#### TEXTE DE L'EXERCICE:
----
Par Jean-Claude SERVANTON

Luc, 2, 41-52

La liturgie ne nous laisse pas beaucoup de temps devant la crèche. Dès ce dimanche de la Sainte Famille, elle nous transporte à Jérusalem. Le petit Jésus a 12 ans. Déjà il parle rudement à ses parents, déjà il donne l’orientation de sa vie : « il me faut être chez mon Père ». Le dialogue avec Marie a toutes les apparences d’un conflit de générations. Et de manière un peu inattendue, de retour à Nazareth, l’évangile nous dit qu’« il leur était soumis » Jésus aurait-il passé tout à coup sa crise ? Est-il redevenu sage ? Et si dans cet épisode Jésus nous donnait à voir Dieu.

« Il leur était soumis ». Que signifie cette soumission ? Nous n’aimons pas beaucoup la soumission. Nous y voyons un manque de liberté. Comment Jésus, le Fils de Dieu, peut-il se soumettre ? Que veut-il nous dire ? Jésus, au temple, a eu avec Marie un dialogue difficile. Marie et Joseph sont étonnés. Ils ont souffert de sa disparition : « pourquoi nous as-tu fait cela ? » Ils ne comprennent pas la réponse de leur fils : « Il me faut être chez mon Père ». Pauvres parents, leur fils leur échappe. Ils font l’expérience difficile de tous les parents : leur fils ne leur appartient pas. Il n’est pas pour rester chez eux. Jésus révèle qu’il reste chez son Père. C’est l’orientation de sa vie. Marie et Joseph n’ont pas prise sur cette orientation, cette vocation. Le lâcher-prise, cette dépossession qu’expérimentent tous les parents est peut-être l’occasion pour eux de quitter leur chez-eux, leur contentement, pour aller eux aussi chez le Père, chez Dieu. L’enfant invite par sa présence à se dépasser, il ouvre un chemin de vie.
----
#### INFORMATIONS:
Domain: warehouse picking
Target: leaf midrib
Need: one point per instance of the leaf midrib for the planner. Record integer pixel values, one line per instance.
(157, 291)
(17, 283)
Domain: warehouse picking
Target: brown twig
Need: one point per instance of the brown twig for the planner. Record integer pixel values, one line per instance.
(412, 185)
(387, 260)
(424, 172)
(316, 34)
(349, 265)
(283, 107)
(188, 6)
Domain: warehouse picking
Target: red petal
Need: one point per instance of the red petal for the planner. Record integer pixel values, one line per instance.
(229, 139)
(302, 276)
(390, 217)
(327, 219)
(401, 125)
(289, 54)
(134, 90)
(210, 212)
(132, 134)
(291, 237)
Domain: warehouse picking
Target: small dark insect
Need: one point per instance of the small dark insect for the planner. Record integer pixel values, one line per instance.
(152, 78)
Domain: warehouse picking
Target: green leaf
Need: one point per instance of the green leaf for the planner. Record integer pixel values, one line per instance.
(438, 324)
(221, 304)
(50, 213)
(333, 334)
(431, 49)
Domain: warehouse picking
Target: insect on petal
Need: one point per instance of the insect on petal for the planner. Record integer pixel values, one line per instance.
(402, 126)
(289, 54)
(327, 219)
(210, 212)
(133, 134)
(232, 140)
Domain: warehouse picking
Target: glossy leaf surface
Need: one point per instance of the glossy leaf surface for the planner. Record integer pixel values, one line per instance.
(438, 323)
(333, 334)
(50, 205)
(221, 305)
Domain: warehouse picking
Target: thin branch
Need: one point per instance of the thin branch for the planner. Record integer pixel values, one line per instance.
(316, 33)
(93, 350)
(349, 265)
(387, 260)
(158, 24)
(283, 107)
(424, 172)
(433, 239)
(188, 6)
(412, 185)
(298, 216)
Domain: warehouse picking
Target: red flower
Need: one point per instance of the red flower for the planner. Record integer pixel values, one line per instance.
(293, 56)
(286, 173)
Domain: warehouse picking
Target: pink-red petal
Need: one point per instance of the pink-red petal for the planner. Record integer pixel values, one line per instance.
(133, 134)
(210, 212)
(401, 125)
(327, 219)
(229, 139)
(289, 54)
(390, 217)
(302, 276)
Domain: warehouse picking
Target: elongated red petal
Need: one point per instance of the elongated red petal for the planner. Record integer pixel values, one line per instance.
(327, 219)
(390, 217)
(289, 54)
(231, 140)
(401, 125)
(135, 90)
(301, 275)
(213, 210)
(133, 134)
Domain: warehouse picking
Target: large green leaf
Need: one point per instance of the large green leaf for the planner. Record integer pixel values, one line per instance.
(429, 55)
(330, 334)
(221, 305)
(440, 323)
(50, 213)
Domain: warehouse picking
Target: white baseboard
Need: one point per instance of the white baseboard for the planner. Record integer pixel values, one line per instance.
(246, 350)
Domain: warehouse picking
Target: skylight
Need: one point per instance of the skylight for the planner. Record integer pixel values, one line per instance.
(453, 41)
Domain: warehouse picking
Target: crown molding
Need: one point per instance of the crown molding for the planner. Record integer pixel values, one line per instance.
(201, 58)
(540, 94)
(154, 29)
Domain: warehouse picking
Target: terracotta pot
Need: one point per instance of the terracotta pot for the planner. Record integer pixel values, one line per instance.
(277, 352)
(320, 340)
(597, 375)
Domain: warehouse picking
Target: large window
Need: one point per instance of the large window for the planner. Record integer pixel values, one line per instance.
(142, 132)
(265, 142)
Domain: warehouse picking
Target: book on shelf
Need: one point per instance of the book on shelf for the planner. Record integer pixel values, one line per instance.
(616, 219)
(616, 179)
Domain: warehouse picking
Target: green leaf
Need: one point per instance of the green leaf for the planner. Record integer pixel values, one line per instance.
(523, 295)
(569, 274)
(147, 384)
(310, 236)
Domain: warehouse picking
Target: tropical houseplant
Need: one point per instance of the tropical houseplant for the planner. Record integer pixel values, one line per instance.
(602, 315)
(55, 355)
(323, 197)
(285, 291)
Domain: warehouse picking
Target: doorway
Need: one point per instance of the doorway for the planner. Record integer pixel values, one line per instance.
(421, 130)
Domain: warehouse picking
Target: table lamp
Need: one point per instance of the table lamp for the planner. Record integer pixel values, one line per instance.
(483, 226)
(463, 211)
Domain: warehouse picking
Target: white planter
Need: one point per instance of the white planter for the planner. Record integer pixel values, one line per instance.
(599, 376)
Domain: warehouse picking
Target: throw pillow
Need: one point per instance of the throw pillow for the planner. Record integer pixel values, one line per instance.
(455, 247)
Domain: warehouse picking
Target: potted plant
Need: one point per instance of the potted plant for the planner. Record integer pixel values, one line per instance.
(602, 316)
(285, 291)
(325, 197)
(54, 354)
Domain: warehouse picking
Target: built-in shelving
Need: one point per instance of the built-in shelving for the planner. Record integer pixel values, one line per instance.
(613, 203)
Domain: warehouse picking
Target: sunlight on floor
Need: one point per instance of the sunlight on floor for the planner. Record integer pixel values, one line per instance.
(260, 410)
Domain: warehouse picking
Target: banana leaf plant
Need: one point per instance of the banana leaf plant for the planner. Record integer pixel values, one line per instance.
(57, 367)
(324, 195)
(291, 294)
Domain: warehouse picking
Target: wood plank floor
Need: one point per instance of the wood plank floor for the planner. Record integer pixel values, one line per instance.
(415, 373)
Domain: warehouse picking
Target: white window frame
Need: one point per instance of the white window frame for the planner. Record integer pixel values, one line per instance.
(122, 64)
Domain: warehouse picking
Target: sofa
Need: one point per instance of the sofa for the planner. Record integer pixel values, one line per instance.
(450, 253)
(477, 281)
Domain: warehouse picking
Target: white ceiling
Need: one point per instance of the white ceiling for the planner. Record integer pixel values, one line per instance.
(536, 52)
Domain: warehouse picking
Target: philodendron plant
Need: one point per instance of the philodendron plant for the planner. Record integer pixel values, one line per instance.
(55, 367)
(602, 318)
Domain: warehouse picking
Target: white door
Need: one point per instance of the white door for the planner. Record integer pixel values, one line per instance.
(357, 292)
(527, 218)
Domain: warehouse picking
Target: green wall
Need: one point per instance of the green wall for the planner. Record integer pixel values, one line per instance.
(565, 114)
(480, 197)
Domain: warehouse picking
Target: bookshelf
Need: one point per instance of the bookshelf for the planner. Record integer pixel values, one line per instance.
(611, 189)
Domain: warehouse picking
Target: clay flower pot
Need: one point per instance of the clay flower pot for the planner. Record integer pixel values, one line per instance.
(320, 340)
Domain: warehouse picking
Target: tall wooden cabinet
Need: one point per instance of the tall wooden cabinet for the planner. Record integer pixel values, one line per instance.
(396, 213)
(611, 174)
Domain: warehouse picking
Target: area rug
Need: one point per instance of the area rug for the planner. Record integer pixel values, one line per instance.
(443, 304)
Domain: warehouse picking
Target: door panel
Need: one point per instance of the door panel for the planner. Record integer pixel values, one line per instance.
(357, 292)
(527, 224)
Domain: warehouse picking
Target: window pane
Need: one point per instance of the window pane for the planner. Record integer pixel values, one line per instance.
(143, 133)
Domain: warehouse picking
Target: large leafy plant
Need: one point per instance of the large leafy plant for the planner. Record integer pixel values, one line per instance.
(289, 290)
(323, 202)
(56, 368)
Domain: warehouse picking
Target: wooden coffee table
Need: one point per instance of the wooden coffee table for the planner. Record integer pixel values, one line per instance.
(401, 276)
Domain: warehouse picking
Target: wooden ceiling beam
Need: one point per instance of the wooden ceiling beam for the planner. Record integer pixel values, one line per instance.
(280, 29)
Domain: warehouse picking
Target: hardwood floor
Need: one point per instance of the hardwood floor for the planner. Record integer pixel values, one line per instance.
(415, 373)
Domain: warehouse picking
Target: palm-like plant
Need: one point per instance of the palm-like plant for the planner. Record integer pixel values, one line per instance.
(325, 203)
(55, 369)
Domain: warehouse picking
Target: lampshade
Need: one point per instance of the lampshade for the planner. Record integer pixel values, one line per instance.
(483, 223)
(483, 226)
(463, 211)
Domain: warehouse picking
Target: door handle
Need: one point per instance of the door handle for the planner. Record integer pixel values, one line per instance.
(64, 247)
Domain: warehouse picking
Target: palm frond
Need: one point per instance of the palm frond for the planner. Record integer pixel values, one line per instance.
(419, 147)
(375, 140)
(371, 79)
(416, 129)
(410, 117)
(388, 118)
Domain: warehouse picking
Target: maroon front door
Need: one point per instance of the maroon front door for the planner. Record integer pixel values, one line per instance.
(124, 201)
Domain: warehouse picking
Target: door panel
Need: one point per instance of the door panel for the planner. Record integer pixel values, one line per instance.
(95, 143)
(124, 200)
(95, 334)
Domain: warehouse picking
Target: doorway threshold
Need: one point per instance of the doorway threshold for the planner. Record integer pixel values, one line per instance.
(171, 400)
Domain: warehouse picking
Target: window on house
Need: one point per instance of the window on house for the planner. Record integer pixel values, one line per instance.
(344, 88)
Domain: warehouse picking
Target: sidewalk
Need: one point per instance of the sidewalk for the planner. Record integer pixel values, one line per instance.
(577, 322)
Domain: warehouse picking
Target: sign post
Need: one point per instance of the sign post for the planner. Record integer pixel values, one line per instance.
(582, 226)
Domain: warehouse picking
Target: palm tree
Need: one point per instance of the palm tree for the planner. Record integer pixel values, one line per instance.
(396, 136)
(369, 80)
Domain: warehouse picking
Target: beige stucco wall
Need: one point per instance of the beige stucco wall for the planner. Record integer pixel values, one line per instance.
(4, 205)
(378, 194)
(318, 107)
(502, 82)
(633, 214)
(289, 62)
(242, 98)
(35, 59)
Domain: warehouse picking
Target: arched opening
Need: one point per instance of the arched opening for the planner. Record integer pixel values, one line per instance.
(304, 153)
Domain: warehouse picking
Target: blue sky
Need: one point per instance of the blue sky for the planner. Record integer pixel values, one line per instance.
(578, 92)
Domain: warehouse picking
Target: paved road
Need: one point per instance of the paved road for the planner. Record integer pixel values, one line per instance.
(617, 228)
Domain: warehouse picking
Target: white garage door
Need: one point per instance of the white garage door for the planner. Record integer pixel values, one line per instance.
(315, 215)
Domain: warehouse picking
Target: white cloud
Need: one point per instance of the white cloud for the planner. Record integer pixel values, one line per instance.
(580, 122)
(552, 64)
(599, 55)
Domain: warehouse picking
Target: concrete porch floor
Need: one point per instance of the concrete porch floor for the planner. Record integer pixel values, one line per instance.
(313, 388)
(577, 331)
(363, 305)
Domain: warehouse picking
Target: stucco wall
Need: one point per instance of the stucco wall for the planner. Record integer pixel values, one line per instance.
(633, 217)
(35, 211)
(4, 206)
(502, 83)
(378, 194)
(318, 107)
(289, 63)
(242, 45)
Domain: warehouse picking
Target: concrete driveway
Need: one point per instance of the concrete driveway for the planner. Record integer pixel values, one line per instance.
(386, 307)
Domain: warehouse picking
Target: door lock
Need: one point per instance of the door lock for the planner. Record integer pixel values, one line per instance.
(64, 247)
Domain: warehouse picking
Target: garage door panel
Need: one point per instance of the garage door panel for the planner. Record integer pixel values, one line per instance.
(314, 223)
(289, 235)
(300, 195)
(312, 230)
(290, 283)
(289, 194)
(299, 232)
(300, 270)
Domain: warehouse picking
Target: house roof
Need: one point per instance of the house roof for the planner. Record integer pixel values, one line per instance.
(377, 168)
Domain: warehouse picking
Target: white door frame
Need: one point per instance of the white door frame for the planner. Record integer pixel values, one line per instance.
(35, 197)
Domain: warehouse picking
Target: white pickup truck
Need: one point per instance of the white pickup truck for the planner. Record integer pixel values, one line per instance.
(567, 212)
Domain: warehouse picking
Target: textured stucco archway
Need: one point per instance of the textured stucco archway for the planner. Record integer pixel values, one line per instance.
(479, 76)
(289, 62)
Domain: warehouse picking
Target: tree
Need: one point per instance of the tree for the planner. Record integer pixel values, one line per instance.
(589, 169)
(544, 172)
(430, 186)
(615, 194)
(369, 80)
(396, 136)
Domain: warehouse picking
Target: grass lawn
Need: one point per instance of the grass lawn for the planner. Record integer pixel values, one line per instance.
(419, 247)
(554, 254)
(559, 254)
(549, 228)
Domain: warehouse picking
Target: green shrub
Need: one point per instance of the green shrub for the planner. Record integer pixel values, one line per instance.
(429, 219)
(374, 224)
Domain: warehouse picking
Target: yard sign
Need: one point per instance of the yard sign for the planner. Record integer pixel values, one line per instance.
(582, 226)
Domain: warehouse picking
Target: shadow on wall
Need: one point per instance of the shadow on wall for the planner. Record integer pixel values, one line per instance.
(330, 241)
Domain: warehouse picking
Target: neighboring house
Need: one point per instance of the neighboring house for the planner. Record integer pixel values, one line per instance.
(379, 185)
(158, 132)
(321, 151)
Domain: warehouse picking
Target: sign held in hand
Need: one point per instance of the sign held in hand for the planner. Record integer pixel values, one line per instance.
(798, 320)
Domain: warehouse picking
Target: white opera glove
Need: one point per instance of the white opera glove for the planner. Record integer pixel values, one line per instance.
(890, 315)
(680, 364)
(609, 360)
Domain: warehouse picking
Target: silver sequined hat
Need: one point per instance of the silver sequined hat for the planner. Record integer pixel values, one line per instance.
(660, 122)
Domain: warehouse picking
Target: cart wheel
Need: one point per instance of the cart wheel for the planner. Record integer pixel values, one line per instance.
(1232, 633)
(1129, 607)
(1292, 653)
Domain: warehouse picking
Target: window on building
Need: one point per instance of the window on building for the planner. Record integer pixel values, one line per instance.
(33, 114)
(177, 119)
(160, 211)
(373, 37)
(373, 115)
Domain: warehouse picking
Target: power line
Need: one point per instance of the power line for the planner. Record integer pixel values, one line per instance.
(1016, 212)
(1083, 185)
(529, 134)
----
#### TÂCHES À RÉALISER:
(a) D'après le texte sur Jésus au temple, où la liturgie nous emmène-t-elle dès le dimanche de la Sainte Famille ?
(b) Les phrases suivantes sont-elles en accord avec le texte sur Jésus au temple ? Pour chacune, répondez par oui ou par non en citant les mots du texte qui le montrent. (i) Marie et Joseph comprennent la réponse de leur fils. (ii) De retour à Nazareth, Jésus obéissait à ses parents. (iii) Nous aimons beaucoup la soumission.
(c) Continuez le texte sur Jésus au temple après sa dernière phrase.

#### RÉPONSES PAR TÂCHE:
(a) À Jérusalem.

(b)
(i) Non : « Ils ne comprennent pas la réponse de leur fils ».
(ii) Oui : « il leur était soumis ».
(iii) Non : « Nous n’aimons pas beaucoup la soumission. »

(c)
« Et il leur était soumis »…alors après avoir bien marqué qu’il se doit d’être « chez son Père », Jésus à Nazareth revient-il à la case départ ? Après avoir marqué ses distances, est-il comme avant le sage petit Jésus ? grandissant en taille et en grâce. Nous avons besoin comme Marie de garder dans notre cœur tous ces événements. Nous contemplons Jésus à la crèche, contemplons-le aussi à Nazareth. Se soumettre à ses parents est ici la manière de se soumettre à Dieu, d’être chez son Père à Nazareth. Là dans leur maison, parents et enfant ont désormais le cœur ouvert sur Dieu. Ils ne sont pas en face à face, leur chez eux est aussi la maison du Père. Ils sont réunis par un esprit de famille, un seul Esprit avec un E majuscule, celui qui les a fait naître. Ils sont réunis aussi par la même Parole, celle de la Bible, qu’on lit à la synagogue. La vérité de cette famille éclatera, lorsque Jésus, ayant quitté Nazareth annoncera : « qui sont mes frères, mes sœurs et ma mère, ce sont ceux qui font la volonté de mon Père. » A la crèche, Dieu se révèle dans la faiblesse d’un enfant, à Nazareth Dieu grandit en humanité pour nous élever à sa divinité. Pour faire court, il est chez lui chez nous.

« Et il leur était soumis ». Dieu grandit en chacun de nous, dans chacune de nos familles. Dieu, il est comme ça, son amour le conduit à grandir, en nous, avec nous. « Lorsqu’on est en famille, il est difficile d’y feindre et d’y mentir ; nous ne pouvons porter un masque » écrit le Pape François. Les parents lisent dans les yeux de leurs enfants et je crois que la réciproque est vraie. Cette authenticité nous grandit. Dieu grandit en nous en humanité. La vie en famille est remplie de petites attentions, de petits gestes, ces petits cadeaux de tous les jours. Dieu grandit en nous en humanité. Le chant des anges est une bonne nouvelle pour chacune de nos familles, la gloire de Dieu et la paix s’y vivent ensemble.